[Object location annotation data]

┏━━

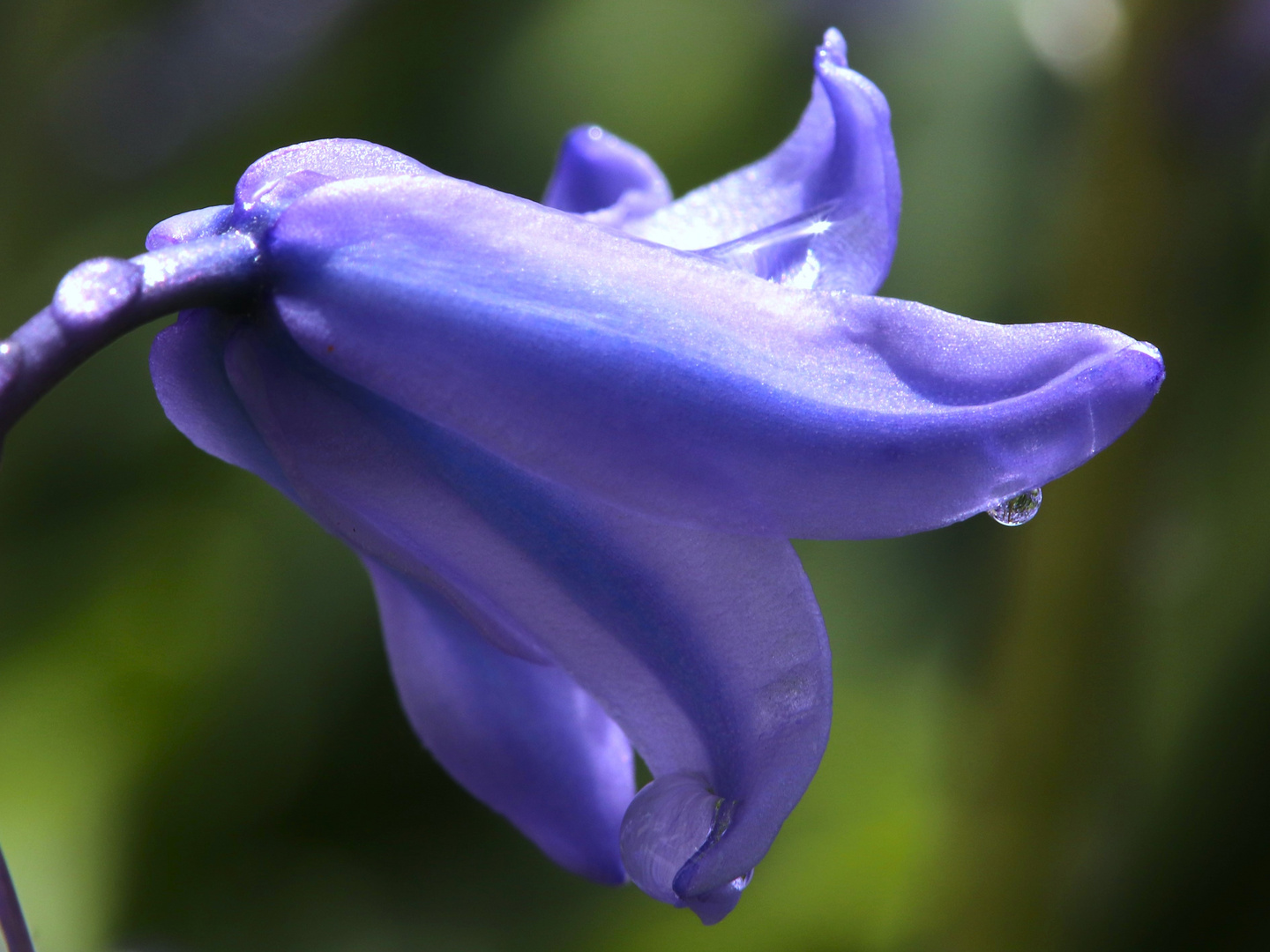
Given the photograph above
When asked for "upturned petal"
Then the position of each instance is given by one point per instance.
(706, 649)
(675, 386)
(822, 211)
(606, 176)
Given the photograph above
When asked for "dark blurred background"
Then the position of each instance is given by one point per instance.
(1048, 738)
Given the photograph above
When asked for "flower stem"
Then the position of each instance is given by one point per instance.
(13, 926)
(103, 299)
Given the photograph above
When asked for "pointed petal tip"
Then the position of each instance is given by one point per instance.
(714, 906)
(669, 827)
(1149, 361)
(833, 48)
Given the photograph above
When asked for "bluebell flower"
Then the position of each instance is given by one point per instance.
(571, 441)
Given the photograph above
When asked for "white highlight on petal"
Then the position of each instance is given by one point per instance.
(1077, 40)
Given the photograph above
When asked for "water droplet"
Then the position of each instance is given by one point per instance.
(94, 291)
(1018, 509)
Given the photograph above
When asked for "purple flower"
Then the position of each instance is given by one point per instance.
(571, 443)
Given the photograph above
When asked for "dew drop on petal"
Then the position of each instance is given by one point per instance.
(1019, 509)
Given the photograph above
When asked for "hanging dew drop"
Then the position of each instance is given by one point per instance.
(1018, 509)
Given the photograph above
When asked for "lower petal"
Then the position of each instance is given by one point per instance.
(522, 738)
(706, 649)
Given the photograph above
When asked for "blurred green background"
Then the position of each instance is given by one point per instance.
(1050, 738)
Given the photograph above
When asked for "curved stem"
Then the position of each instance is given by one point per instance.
(103, 299)
(13, 926)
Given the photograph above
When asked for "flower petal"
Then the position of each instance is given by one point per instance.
(681, 389)
(827, 201)
(519, 735)
(187, 365)
(605, 175)
(522, 738)
(706, 649)
(333, 158)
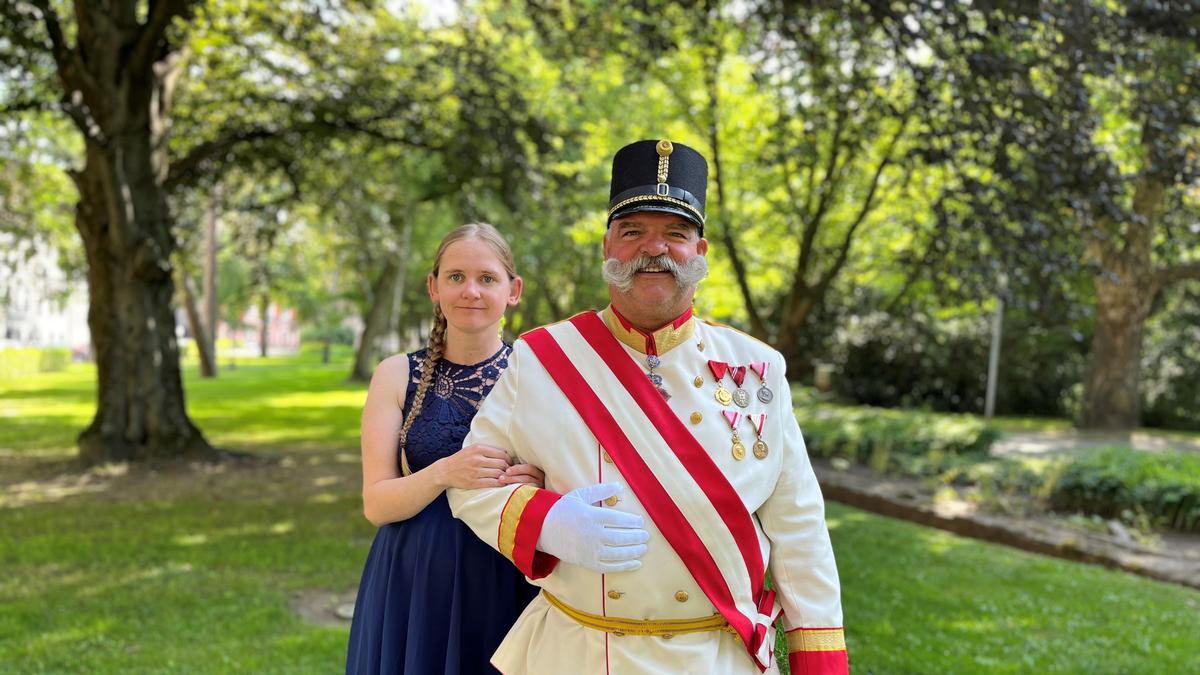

┗━━

--- EXERCISE DESCRIPTION ---
Pick out each line of the data above that contains the string "stem". Copy those lines out in full.

--- PROBLEM SOLUTION ---
When asked for "flower stem"
When asked for "curved stem"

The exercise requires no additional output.